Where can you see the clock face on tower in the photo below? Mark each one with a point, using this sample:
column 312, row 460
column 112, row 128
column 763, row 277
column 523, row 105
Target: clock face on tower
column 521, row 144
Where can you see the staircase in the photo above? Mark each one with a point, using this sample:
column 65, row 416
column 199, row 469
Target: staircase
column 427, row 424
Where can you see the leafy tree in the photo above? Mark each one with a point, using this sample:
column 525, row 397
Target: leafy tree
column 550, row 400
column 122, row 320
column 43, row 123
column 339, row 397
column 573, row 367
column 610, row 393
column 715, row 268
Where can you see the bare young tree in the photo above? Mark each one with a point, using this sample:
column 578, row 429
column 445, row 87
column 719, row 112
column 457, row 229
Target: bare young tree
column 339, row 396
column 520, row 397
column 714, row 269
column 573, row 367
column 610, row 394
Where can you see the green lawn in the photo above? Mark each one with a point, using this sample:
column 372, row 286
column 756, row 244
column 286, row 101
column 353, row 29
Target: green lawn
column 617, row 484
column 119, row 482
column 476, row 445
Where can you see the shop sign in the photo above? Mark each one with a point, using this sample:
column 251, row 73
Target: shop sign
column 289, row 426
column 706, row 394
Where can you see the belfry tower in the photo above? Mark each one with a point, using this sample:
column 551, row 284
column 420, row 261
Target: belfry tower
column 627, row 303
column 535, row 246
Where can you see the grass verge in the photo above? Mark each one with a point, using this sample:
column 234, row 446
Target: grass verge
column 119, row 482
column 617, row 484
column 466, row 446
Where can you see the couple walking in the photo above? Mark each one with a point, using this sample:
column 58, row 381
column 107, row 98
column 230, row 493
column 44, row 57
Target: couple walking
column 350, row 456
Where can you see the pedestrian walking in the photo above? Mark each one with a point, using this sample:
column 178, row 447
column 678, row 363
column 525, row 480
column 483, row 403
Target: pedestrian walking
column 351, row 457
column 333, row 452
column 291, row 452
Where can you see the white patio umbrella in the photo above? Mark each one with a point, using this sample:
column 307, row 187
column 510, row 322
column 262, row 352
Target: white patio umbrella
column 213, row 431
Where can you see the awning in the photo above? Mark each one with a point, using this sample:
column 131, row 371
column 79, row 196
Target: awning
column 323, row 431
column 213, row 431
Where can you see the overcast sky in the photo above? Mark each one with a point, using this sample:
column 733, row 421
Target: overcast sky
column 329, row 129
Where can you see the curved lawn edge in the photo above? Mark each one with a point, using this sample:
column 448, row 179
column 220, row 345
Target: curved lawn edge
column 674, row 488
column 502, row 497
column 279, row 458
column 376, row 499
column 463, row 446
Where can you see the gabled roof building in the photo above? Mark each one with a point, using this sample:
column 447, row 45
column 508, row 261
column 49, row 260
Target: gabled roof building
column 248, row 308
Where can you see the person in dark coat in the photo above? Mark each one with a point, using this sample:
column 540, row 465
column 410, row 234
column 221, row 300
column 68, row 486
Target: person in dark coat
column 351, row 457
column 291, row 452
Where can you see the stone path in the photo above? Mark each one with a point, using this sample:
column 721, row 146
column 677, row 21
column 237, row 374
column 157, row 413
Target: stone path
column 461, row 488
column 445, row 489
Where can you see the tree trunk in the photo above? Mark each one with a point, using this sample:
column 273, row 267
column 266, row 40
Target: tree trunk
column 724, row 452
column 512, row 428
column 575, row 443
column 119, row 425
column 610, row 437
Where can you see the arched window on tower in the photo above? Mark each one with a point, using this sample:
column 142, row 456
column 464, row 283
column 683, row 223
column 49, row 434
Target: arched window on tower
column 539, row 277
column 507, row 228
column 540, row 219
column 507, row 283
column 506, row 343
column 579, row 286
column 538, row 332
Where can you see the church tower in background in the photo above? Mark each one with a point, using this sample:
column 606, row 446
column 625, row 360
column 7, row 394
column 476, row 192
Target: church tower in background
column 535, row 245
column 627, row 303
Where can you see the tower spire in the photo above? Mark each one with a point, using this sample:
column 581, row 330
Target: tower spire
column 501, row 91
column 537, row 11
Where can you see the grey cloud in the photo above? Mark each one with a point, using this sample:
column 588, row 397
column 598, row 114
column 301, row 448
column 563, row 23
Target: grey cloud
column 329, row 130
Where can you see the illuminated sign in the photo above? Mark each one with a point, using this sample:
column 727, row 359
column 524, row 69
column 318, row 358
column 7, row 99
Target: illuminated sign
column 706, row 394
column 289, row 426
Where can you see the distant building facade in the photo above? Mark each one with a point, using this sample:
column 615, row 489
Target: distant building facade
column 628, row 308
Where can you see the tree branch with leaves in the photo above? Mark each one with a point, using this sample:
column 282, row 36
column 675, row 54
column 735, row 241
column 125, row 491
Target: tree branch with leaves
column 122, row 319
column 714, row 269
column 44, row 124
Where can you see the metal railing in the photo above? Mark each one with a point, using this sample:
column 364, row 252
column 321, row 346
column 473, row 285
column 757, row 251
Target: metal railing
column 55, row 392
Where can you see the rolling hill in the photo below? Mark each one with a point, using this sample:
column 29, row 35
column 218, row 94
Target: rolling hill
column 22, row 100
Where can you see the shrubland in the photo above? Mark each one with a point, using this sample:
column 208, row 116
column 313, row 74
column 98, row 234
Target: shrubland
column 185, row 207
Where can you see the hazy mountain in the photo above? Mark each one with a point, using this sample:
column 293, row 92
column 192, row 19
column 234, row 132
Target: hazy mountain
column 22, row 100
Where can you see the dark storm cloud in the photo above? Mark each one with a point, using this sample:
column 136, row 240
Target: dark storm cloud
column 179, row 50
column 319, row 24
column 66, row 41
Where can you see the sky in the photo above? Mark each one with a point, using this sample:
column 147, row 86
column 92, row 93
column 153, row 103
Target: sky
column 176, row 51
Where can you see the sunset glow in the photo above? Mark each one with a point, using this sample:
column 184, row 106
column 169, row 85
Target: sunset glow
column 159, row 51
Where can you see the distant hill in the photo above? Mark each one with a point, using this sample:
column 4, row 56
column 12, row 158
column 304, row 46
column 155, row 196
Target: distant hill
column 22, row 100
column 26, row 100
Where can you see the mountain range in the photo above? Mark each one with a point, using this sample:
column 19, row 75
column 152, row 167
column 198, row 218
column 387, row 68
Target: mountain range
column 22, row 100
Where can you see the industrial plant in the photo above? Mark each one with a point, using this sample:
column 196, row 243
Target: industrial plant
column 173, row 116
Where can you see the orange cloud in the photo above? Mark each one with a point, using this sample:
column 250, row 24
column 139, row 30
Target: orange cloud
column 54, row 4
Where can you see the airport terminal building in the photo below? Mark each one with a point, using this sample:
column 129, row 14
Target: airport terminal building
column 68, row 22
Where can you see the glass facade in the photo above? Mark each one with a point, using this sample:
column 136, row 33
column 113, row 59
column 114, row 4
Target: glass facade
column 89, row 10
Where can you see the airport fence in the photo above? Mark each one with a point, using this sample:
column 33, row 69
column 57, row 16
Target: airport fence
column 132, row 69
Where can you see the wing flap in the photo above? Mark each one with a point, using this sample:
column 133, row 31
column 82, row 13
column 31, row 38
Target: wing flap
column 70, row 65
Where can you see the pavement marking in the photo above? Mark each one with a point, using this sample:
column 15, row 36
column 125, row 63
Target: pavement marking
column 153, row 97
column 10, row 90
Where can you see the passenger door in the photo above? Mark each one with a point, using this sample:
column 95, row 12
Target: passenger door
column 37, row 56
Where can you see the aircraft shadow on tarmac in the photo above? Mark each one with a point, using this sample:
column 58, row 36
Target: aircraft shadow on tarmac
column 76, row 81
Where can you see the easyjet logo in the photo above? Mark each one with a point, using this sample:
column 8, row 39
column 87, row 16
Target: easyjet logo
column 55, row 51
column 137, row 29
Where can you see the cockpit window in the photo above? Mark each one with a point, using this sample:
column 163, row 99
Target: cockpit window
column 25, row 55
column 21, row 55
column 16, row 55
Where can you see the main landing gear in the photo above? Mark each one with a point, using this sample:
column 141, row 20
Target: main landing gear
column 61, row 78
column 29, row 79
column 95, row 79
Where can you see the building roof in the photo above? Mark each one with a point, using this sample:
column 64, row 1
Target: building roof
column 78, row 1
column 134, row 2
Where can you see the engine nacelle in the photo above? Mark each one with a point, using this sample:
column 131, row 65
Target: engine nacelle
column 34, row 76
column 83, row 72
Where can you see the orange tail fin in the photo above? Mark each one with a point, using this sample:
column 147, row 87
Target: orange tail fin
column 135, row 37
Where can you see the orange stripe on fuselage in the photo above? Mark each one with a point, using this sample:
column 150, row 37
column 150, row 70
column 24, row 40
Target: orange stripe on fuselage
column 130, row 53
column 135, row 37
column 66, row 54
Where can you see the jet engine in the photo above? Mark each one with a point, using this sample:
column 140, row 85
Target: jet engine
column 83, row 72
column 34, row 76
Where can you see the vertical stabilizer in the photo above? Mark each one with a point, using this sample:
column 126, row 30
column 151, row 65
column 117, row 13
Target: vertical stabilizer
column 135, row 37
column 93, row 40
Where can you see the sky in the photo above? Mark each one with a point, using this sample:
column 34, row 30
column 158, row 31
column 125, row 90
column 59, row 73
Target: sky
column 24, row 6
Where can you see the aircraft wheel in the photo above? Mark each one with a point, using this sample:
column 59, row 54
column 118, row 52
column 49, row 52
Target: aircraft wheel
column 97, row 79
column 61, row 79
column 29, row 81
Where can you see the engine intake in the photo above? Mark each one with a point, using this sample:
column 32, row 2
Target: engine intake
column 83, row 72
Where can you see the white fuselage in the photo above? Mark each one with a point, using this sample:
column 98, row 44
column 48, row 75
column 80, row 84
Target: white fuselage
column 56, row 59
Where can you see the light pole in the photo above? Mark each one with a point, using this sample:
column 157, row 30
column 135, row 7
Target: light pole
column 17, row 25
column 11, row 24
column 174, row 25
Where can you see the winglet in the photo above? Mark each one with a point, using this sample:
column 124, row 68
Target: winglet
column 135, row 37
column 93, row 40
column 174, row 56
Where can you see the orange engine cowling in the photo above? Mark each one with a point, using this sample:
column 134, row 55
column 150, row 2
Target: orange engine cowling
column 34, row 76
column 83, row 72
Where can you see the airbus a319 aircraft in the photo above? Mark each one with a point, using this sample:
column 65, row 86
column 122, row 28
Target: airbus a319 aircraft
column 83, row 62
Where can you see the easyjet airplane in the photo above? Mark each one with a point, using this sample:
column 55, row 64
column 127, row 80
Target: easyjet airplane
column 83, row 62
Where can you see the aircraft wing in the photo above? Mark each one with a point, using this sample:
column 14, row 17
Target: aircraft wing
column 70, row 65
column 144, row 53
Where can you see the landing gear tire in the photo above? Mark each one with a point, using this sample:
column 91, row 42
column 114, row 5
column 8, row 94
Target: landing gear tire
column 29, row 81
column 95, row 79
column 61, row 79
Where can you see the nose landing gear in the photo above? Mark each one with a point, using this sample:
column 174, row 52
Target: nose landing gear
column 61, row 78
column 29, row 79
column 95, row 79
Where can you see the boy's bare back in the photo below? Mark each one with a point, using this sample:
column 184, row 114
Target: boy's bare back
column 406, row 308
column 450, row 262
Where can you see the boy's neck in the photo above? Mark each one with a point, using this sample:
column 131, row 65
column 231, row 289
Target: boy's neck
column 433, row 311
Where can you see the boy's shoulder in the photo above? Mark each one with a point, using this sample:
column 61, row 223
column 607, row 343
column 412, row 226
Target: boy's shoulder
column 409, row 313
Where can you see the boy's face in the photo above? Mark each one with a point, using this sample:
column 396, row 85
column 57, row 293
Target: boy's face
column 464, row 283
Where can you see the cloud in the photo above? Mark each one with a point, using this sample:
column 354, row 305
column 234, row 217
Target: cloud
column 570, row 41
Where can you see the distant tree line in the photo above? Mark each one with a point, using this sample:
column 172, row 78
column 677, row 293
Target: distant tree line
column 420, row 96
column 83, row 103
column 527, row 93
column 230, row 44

**ABOUT THIS TASK**. Every line holding the word "below" should be copied out of the material.

**REPLY**.
Where can you see the clock face on tower in the photo below? Mark each one with a point, using this sample:
Where can you see the rolling hill in the photo below? Mark each one with a point, using this sample:
Where can you see the airport terminal building in the photo below? Mark each one with a point, using this sample:
Where can you see the boy's bare back in the photo below? Mark each one with a point, using this sample:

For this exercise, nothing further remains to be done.